Return the records below from the line containing "of the child" onward, exactly, through and including the last line.

◆ **MATERIAL FOR THIS EXERCISE**
------------------------------------------------

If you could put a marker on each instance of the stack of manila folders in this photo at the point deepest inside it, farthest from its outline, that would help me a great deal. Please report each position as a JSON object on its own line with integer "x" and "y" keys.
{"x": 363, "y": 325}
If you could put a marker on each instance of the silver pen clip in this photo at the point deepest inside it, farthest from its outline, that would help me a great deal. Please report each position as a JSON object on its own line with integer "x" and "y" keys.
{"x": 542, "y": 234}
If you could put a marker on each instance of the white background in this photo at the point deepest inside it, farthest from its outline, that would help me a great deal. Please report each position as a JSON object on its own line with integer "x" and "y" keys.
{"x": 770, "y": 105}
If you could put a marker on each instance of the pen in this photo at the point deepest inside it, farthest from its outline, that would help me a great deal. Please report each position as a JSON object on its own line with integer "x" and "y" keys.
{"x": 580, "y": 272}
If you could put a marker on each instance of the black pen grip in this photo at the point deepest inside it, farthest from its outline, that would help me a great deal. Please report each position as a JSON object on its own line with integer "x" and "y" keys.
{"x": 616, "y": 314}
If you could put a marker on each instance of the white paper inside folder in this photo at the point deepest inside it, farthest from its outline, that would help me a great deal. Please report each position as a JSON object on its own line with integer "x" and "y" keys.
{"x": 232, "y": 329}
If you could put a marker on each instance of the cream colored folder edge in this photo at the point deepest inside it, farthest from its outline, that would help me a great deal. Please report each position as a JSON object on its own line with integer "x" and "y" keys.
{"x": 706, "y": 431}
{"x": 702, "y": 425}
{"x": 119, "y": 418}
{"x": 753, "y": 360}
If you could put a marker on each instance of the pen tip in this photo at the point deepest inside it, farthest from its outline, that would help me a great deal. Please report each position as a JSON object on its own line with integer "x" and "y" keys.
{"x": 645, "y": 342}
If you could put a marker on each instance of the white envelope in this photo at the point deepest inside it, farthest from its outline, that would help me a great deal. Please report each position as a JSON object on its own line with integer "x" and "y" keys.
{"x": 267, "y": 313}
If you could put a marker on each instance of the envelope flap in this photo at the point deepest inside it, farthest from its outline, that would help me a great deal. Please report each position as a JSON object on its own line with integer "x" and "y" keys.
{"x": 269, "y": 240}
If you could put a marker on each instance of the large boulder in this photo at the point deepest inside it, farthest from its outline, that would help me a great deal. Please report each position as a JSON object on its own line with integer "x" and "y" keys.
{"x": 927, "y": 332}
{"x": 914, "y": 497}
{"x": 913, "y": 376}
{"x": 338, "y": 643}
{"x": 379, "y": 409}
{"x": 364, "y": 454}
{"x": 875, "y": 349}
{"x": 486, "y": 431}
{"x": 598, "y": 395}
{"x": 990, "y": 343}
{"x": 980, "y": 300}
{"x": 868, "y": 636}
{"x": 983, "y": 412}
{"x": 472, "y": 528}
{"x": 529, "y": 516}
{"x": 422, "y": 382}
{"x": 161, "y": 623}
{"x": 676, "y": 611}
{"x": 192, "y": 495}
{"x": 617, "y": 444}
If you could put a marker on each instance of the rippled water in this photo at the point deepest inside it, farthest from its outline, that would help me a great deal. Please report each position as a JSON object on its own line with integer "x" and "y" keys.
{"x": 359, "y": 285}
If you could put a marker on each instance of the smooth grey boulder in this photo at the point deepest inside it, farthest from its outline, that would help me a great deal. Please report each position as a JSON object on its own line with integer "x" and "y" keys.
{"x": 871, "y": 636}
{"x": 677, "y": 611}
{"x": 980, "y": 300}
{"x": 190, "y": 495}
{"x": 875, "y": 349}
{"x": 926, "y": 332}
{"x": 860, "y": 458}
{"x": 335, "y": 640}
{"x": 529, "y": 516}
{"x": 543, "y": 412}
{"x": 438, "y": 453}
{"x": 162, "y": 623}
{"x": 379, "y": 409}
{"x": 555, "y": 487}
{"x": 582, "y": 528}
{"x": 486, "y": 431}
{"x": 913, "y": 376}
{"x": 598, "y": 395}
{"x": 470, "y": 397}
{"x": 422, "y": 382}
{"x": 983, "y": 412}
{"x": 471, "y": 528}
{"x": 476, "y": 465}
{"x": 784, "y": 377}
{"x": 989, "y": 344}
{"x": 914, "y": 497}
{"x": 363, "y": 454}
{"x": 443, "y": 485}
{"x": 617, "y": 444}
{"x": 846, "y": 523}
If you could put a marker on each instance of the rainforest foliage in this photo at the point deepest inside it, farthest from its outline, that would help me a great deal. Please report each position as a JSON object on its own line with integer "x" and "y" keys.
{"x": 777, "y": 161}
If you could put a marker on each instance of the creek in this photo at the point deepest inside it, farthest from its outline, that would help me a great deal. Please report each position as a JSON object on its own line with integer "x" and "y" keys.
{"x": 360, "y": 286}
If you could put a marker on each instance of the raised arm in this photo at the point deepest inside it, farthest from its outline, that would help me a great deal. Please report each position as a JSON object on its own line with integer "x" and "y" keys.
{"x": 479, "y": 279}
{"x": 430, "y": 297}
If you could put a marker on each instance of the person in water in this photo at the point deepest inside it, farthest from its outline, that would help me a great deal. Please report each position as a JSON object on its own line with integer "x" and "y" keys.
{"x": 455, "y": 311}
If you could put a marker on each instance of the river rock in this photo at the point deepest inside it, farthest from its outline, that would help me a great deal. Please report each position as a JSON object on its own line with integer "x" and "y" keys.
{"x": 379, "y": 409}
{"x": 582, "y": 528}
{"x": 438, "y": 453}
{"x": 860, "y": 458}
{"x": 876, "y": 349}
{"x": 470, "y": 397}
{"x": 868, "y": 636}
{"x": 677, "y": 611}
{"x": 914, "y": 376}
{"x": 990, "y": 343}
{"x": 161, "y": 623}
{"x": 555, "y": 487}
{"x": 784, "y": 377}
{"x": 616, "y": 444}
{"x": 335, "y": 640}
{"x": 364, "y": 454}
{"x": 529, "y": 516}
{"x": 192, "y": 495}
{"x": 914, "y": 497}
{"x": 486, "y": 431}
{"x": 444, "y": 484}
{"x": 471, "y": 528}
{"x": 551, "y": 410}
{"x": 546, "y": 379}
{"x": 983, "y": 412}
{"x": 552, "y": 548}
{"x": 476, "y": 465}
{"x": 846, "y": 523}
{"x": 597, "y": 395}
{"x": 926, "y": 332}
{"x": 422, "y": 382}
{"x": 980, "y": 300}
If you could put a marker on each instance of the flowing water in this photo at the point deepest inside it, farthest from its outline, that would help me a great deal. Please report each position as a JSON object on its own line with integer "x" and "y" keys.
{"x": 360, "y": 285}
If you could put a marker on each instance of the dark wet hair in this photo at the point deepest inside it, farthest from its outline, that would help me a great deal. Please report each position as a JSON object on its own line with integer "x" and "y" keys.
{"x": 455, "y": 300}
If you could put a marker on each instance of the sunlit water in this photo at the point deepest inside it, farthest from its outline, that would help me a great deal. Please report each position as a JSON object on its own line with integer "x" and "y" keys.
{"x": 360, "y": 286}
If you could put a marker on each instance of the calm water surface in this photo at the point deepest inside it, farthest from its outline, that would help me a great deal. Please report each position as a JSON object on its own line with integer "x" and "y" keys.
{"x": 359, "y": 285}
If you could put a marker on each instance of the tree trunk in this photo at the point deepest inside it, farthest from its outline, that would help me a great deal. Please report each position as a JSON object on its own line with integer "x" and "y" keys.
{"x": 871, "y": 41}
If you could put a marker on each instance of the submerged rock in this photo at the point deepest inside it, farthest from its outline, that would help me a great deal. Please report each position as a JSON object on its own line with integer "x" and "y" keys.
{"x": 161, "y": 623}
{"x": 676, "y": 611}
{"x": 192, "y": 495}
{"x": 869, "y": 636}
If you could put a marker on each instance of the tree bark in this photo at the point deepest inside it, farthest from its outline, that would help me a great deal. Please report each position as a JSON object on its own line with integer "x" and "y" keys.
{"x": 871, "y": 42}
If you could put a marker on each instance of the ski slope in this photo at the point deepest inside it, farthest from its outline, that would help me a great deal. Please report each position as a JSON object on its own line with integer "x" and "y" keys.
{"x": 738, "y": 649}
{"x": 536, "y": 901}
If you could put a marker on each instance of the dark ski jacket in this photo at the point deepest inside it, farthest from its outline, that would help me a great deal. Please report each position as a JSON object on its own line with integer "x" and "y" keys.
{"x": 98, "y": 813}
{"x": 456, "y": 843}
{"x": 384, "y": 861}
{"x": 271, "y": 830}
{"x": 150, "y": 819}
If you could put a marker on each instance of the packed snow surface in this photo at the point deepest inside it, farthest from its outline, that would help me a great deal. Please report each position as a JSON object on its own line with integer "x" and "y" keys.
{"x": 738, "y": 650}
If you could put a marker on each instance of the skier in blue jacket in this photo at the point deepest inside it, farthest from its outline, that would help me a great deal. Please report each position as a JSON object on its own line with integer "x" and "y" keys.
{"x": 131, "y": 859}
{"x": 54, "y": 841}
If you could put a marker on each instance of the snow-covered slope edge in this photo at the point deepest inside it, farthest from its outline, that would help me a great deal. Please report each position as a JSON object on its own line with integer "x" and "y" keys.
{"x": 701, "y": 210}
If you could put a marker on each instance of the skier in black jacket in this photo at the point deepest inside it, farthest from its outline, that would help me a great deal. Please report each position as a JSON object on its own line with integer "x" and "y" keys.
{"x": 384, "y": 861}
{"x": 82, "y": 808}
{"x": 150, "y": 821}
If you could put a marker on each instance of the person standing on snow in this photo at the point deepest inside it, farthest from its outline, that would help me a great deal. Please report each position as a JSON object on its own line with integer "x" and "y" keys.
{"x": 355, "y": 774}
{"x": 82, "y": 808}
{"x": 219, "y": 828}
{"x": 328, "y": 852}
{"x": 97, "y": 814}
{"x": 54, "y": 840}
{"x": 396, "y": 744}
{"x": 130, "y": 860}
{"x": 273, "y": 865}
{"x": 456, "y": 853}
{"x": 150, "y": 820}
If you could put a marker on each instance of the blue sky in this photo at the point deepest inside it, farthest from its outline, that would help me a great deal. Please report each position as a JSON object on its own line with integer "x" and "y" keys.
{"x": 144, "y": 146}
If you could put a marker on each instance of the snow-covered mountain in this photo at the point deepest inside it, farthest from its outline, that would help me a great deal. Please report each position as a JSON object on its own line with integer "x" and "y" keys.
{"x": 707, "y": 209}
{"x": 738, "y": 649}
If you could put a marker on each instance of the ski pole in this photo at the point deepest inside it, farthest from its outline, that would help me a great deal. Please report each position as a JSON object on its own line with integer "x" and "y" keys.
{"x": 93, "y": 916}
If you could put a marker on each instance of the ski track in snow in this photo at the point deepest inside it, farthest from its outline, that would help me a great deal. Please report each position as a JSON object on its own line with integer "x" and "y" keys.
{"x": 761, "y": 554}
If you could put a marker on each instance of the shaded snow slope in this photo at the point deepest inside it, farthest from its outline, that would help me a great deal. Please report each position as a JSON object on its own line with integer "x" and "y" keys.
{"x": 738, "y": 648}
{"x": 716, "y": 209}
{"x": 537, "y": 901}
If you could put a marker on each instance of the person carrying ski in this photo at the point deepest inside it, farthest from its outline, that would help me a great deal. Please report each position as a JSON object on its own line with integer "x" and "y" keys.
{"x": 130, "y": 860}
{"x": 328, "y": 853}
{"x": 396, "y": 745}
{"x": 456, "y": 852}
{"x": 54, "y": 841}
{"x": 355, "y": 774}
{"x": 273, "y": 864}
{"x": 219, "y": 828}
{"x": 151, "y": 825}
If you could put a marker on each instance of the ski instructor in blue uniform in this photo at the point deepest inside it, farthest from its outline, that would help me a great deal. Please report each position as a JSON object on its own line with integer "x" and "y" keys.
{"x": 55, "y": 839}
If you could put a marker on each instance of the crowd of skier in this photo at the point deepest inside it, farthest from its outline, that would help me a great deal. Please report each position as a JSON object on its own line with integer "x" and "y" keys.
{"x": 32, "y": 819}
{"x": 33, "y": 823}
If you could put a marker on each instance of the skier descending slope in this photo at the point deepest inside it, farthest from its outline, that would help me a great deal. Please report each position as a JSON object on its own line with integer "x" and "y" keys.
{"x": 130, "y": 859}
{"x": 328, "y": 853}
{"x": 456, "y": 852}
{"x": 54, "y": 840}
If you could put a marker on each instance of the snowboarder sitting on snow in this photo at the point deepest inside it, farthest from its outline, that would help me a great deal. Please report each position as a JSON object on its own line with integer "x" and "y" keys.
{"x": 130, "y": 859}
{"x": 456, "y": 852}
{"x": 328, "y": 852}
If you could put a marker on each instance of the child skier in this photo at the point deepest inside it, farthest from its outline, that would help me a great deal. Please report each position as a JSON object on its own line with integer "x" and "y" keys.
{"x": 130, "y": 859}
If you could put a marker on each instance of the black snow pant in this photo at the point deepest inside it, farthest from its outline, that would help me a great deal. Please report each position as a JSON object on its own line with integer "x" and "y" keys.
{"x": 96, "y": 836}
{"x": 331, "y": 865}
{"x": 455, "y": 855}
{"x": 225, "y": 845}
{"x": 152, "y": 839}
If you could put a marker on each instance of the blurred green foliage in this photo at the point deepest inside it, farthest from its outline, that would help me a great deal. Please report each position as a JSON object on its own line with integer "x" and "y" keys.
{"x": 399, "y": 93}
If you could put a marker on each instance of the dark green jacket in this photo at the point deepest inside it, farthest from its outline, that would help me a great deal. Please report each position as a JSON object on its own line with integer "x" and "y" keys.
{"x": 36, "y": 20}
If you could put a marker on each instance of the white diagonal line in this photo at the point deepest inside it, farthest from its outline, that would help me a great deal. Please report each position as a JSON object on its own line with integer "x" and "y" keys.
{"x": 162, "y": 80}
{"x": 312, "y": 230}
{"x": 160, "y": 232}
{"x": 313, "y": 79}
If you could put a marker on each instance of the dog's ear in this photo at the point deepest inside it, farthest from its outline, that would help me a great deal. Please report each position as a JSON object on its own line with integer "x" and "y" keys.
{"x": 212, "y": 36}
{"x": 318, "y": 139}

------------------------------------------------

◆ **RESULT OF THE TASK**
If you could put a marker on each instance of the child skier in this photo at the point deepest inside it, farthest from its outline, that would help me a great deal. Please report each position as a JSON object on its own line with integer "x" and "y" keys.
{"x": 130, "y": 859}
If you could put a marker on each instance of the black snow pant in this photo at the point deepest inside it, farthest from its outline, that would help me a great deal. Please report each position as a JSON object on its own line with integer "x" and "y" keys.
{"x": 96, "y": 836}
{"x": 331, "y": 865}
{"x": 455, "y": 855}
{"x": 225, "y": 845}
{"x": 152, "y": 839}
If you could put a marker on each instance of the blurred green foliage in this photo at the point deepest inside it, farthest from its outline, that would help me a great deal. Please report each position as a JSON object on its own line with integer "x" and "y" keys.
{"x": 399, "y": 93}
If you could put a marker on each instance of the dark green jacket in this photo at the point deepest inside it, farthest from its outline, that would help me a great deal. Please report each position as a JSON object on its own line with integer "x" and "y" keys.
{"x": 36, "y": 20}
If you could put a marker on each instance of the white diagonal line in this photo at the point deepest inside it, farthest from its outline, that would help me a great deal. Please report each position as a JSON object on its own line with integer "x" and "y" keys.
{"x": 162, "y": 80}
{"x": 312, "y": 230}
{"x": 160, "y": 232}
{"x": 313, "y": 79}
If you could put a marker on each instance of the dog's ear in this photo at the point deepest inside it, farthest from its outline, that would help me a great deal. Please report each position as a JSON object on its own line with integer "x" and "y" keys.
{"x": 212, "y": 36}
{"x": 318, "y": 139}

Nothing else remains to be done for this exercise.